## Page excerpt:
_ _ _ _ _

The Voidomatis (Βοϊδομάτης) is a river in the Ioannina regional unit in northwestern Greece, and is a tributary of the Aoös river.

==General description==
The main current sources are located in the village of Vikos. Along its path it converges with other streams originating from the banks of Tymfi or the Vikos Gorge. It ends close to Konitsa. The river has a total length of 15 kilometres. The name Voidomatis (meaning "the eye of the ox"), derives from the fact that oxen have clear blue eyes, like the waters of this river.

The Voidomatis has been characterized as one of the cleanest rivers in Europe as it does not face any environmental issues. It crosses one of the most beautiful natural locations in Greece and has been part of the Vikos–Aoös National Park since 1973. The river is spanned by a number of stone bridges, the most famous being the Kledonas Bridge. The river is known for water sports such as rafting and kayaking.

_ _ _ _ _

## What you need to do:
- a) In the river text, list every place named in the paragraph under "General description" that tells where the Voidomatis starts, which streams join it, and where it ends.
- b) Extract everything from "The Voidomatis (Βοϊδομάτης)" down to "of this river." in the river text, word for word.
- c) Please write what comes next in the text about the Voidomatis river, picking up after its final sentence.

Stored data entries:
_ _ _ _ _

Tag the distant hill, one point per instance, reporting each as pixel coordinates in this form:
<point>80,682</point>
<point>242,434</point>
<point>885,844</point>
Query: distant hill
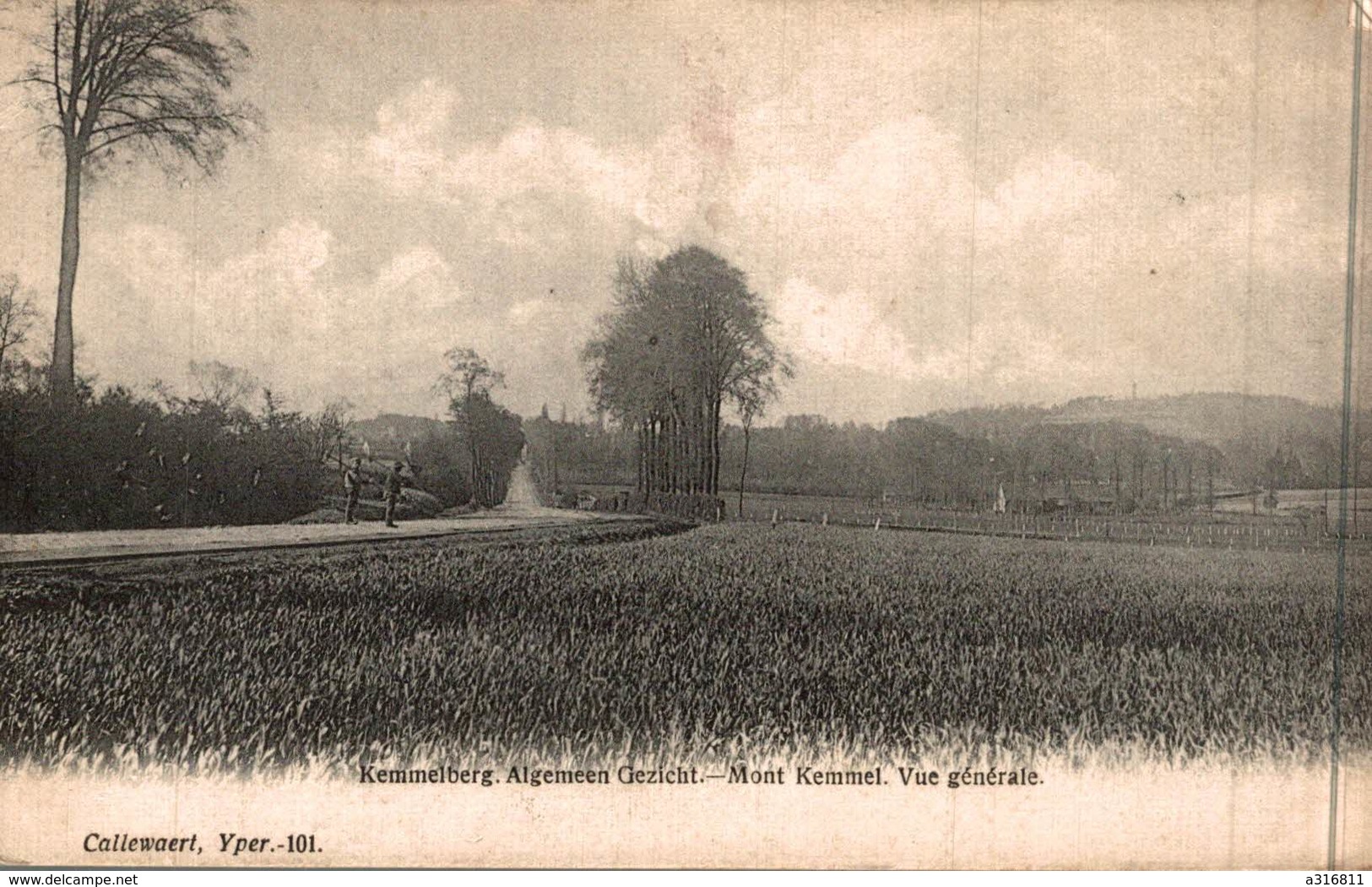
<point>1251,430</point>
<point>390,432</point>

_ _ _ _ _

## Answers for each item:
- a) Vikos, Tymfi, Vikos Gorge, Konitsa

- b)
The Voidomatis (Βοϊδομάτης) is a river in the Ioannina regional unit in northwestern Greece, and is a tributary of the Aoös river.

==General description==
The main current sources are located in the village of Vikos. Along its path it converges with other streams originating from the banks of Tymfi or the Vikos Gorge. It ends close to Konitsa. The river has a total length of 15 kilometres. The name Voidomatis (meaning "the eye of the ox"), derives from the fact that oxen have clear blue eyes, like the waters of this river.

- c)
== Geomorphology ==
The Voidomatis is mostly seasonal, with year-round flow. The average temperature of the water does not exceed 4 °C.

==Archaeology==

Archaeological excavations were undertaken at Kleidi Cave just above the Voidomatis by a British team between 1983 and 1986. The excavations revealed the cave that contained artefacts, stone tools, faunal remains and other fossils, that were dated back to the Palaeolithic and the Epigravettian culture between 20,000 and 12,000 years ago. Analogous discoveries were made by the same research team in the neighbouring Megalakkos cave.